TRY IT:
Copy the lines below verbatim, beginning with the line that includes "Would you kindly locate the white" and continuing to the end; leave out everything before it.

───

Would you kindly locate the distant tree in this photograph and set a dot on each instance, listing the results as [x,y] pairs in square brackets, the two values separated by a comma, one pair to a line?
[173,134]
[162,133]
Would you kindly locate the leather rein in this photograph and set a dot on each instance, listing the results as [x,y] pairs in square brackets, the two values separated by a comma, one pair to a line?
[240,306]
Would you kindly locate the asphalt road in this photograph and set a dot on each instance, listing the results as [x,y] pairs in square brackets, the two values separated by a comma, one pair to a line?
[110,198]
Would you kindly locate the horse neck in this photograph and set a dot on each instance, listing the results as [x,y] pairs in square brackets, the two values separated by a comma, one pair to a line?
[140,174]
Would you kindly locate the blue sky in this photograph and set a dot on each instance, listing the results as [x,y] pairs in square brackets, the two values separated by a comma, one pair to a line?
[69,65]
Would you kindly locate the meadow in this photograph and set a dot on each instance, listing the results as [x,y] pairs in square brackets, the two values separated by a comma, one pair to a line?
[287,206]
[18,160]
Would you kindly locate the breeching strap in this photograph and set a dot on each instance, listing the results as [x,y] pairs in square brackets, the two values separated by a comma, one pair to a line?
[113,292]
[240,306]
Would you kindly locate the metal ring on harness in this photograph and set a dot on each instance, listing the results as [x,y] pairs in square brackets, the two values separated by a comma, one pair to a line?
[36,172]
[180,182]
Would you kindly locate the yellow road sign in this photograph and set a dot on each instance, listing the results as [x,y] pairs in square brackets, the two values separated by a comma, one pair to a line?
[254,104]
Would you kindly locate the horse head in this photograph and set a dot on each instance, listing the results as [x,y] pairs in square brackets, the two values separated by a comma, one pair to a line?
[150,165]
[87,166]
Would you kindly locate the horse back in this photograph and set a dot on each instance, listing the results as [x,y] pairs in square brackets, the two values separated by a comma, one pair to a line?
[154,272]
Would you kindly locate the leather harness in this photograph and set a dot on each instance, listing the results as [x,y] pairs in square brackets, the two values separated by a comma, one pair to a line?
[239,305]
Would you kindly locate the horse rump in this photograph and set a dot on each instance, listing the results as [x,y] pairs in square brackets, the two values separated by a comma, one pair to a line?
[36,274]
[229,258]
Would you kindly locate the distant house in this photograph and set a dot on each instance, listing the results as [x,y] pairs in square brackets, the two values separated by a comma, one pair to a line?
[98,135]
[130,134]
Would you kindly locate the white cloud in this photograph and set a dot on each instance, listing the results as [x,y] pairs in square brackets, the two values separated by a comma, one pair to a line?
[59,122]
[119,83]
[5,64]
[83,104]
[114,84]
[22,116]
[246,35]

───

REPLY TO THE EXERCISE:
Would you kindly locate the white cloud in this photograph and set a dot on each instance, listing the results as [x,y] pairs in square brackets, the two values separated by a comma, one pair to a line?
[59,122]
[119,83]
[5,64]
[83,104]
[114,84]
[22,116]
[246,35]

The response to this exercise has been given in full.